• _TASK DESCRIPTION_
Only lines that contain the word "sample" are to be returned from the data below.

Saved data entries
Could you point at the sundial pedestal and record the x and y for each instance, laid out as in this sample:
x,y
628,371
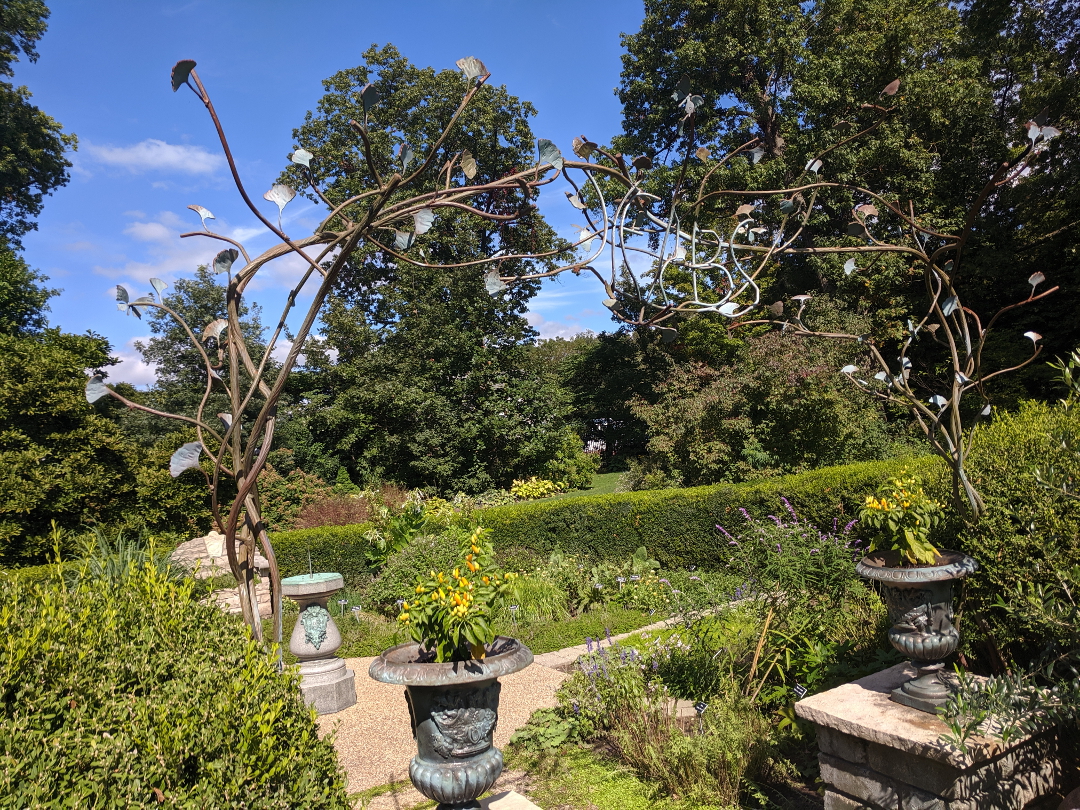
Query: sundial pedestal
x,y
325,682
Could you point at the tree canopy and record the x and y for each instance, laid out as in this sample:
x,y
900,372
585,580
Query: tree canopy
x,y
32,145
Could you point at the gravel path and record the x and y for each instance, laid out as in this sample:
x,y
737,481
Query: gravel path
x,y
374,737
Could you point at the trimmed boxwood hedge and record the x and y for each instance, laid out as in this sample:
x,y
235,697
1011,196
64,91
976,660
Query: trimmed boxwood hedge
x,y
338,549
678,526
132,693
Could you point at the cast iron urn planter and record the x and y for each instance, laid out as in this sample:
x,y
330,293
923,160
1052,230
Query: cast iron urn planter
x,y
454,707
919,599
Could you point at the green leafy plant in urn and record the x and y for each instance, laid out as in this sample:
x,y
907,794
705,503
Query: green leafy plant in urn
x,y
450,673
916,581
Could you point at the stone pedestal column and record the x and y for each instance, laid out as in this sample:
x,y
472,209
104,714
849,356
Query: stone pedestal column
x,y
325,682
880,755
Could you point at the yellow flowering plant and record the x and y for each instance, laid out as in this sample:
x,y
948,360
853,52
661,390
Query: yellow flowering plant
x,y
450,613
900,517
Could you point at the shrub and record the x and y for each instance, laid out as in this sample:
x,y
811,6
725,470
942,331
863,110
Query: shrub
x,y
284,497
396,578
138,696
535,488
678,525
174,504
339,510
1026,532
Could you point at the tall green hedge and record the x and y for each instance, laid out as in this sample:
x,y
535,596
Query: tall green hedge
x,y
678,526
338,549
134,694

• _SOLUTION TO THIS TASK_
Could you point at the sundial pedestal and record the x and y for each instance, laid out as in this sample:
Could you point at the tree canopy and record the x and y for each instance, laid out as in this sample:
Could you point at the gravel path and record the x and y for each instance, laid out as in this sample:
Could you point at the trimmed boxwood hedge and record the x and y for each instance, laid out as in this sample:
Could you point at the cast iron urn planter and record the x and y for each instance, laid out as in this sample:
Could you point at the green leafy plant in urn and record the x and y for each instance, laid out as in this sample:
Could you point at the stone pedestal column and record the x and y for each instance, laid out as in this sample:
Could you point at the yellow flowering plant and record the x and y for each instance, laid out as in this sample:
Could you point at the shrub and record the x and y for each instance, laid out as in this sample:
Could you point at the tall green hedge and record the x and y for each instance, laid out as in this sample:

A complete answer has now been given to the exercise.